What is required
Arrange the stretch of the listing below from the line containing "of the partially" through the line containing "Target: partially submerged grass" as a numbered list, omitting any blank lines.

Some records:
START

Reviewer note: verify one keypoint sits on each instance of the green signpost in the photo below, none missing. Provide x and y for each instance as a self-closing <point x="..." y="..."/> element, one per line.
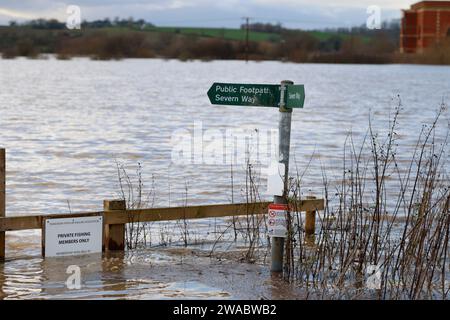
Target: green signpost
<point x="257" y="95"/>
<point x="285" y="96"/>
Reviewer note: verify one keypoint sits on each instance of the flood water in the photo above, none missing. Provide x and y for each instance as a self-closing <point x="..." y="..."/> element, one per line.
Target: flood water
<point x="66" y="125"/>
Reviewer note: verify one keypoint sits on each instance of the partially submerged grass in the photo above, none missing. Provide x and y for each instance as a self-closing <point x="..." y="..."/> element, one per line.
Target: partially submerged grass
<point x="373" y="243"/>
<point x="384" y="233"/>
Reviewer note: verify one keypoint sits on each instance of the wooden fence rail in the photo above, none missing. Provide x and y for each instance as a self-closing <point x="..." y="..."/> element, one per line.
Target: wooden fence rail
<point x="115" y="216"/>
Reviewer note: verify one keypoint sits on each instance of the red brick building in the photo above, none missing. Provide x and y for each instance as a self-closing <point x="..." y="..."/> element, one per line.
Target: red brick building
<point x="426" y="23"/>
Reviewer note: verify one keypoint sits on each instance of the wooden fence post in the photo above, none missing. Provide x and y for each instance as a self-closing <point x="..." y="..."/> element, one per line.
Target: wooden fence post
<point x="310" y="220"/>
<point x="114" y="234"/>
<point x="2" y="200"/>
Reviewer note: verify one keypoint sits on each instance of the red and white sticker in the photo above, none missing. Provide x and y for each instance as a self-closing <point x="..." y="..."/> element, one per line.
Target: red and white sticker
<point x="277" y="220"/>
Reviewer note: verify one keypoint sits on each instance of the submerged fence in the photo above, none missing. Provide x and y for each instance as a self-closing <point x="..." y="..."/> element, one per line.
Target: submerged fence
<point x="116" y="216"/>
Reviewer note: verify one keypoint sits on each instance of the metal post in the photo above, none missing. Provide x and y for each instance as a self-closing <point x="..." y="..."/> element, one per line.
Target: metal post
<point x="114" y="234"/>
<point x="284" y="128"/>
<point x="2" y="200"/>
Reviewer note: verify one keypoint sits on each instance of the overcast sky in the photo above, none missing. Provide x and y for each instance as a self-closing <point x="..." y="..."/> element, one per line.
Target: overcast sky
<point x="219" y="13"/>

END

Answer to this problem
1. Reviewer note: verify one keypoint sits on each instance of the partially submerged grass in the photo above, none missing. Provide x and y for each instance as a self-closing <point x="..." y="..."/> element, one per line.
2. Target: partially submerged grass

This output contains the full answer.